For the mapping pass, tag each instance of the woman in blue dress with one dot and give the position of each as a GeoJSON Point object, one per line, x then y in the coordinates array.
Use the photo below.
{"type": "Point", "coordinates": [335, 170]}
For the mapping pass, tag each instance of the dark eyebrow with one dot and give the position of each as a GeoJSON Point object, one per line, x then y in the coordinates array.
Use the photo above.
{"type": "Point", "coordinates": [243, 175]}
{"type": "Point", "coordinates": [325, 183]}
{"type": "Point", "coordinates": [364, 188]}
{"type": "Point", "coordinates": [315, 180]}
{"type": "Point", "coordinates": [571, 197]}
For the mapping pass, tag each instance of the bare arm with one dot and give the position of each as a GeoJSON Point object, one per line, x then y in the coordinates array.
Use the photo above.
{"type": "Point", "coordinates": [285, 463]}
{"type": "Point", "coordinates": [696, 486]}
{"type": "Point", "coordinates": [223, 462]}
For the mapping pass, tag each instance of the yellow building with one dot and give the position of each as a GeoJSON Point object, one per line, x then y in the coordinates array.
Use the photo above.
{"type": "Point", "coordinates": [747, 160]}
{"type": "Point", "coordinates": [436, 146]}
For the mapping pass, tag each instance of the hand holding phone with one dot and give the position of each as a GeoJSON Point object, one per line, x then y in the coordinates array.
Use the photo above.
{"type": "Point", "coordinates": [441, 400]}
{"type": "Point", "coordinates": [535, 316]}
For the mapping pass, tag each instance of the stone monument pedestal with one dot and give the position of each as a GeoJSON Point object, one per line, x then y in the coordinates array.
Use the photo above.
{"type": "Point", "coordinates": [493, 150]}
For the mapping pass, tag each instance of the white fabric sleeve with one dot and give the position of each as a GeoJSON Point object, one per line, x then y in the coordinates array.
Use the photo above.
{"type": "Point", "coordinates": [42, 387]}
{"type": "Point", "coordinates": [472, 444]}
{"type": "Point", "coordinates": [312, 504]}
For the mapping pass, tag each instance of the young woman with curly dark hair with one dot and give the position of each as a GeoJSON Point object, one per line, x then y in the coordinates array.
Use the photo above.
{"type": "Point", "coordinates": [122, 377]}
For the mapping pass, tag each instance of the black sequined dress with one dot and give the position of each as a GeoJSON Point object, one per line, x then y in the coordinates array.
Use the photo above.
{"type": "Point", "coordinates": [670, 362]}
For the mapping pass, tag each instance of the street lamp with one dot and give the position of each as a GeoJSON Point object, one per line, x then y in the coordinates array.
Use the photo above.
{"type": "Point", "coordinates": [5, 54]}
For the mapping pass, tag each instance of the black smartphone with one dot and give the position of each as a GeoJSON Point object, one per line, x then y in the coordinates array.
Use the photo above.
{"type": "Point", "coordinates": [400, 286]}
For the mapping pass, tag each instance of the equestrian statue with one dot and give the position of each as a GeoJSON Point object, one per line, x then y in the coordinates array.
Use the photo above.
┄┄┄┄┄┄┄┄┄┄┄┄┄┄┄┄┄┄┄┄
**What you are asked to do**: Copy out each line exactly as written.

**Response to the exercise**:
For the mapping pass, tag each instance of the woman in blue dress with one dot and give the position of each as a GeoJSON Point object, one per line, x then y in the coordinates array.
Use the photo below.
{"type": "Point", "coordinates": [335, 170]}
For the mapping pass, tag each instance of the dark eyebrow with one dot and give the position of each as a GeoJSON Point object, one per line, x then y in the coordinates array.
Use the photo above.
{"type": "Point", "coordinates": [243, 175]}
{"type": "Point", "coordinates": [325, 183]}
{"type": "Point", "coordinates": [364, 188]}
{"type": "Point", "coordinates": [315, 180]}
{"type": "Point", "coordinates": [571, 197]}
For the mapping pass, tag each instance of the bare arm with one dot and give the position of each as a GeoJSON Point object, one per line, x then y in the coordinates array.
Use the photo above.
{"type": "Point", "coordinates": [285, 463]}
{"type": "Point", "coordinates": [696, 486]}
{"type": "Point", "coordinates": [223, 462]}
For the mapping pass, tag each instance of the yellow building with one dot and give the position of each as a GeoJSON Point object, one per line, x then y in the coordinates array.
Use the photo above.
{"type": "Point", "coordinates": [747, 160]}
{"type": "Point", "coordinates": [436, 146]}
For the mapping pass, tag each instance of the hand holding phone with one dot and give the position of each as a GeoJSON Point object, one per line, x then y in the coordinates array.
Use the photo above.
{"type": "Point", "coordinates": [441, 400]}
{"type": "Point", "coordinates": [535, 316]}
For the mapping pass, tag each instance of the stone monument pedestal with one dot and give the position of each as a GeoJSON Point object, one per line, x then y in the coordinates array.
Use the photo above.
{"type": "Point", "coordinates": [493, 150]}
For the mapping pass, tag each instance of the white fabric sleeve with one dot and give the position of each as a GeoJSON Point object, one per line, x then y in the coordinates array.
Use the photo above.
{"type": "Point", "coordinates": [42, 387]}
{"type": "Point", "coordinates": [472, 444]}
{"type": "Point", "coordinates": [312, 504]}
For the mapping pass, tag each instance of the young woman with curly dark hair with one dot and give the position of each as a GeoJSON Point object, one per line, x then y in the coordinates array.
Use the photo above.
{"type": "Point", "coordinates": [122, 377]}
For the mapping pass, tag each instance of the black sequined dress with one dot and give the position of each as a GeoJSON Point object, one per line, x then y in the coordinates array.
Use the photo above.
{"type": "Point", "coordinates": [670, 362]}
For the mapping pass, tag each instance of the street lamp with one dot and give the position of each as a GeoJSON Point object, one per line, x then y in the coordinates array.
Use the photo above.
{"type": "Point", "coordinates": [5, 54]}
For the mapping pass, tag each instance of the black smartphone with one dot and give the position of each as a GeoJSON Point object, one per line, x then y in the coordinates array.
Use the photo above.
{"type": "Point", "coordinates": [400, 286]}
For the mapping pass, tag each instance of the equestrian statue with one dot and give the position of each as a GeoJSON Point object, one per line, x then y in the coordinates array.
Use the photo above.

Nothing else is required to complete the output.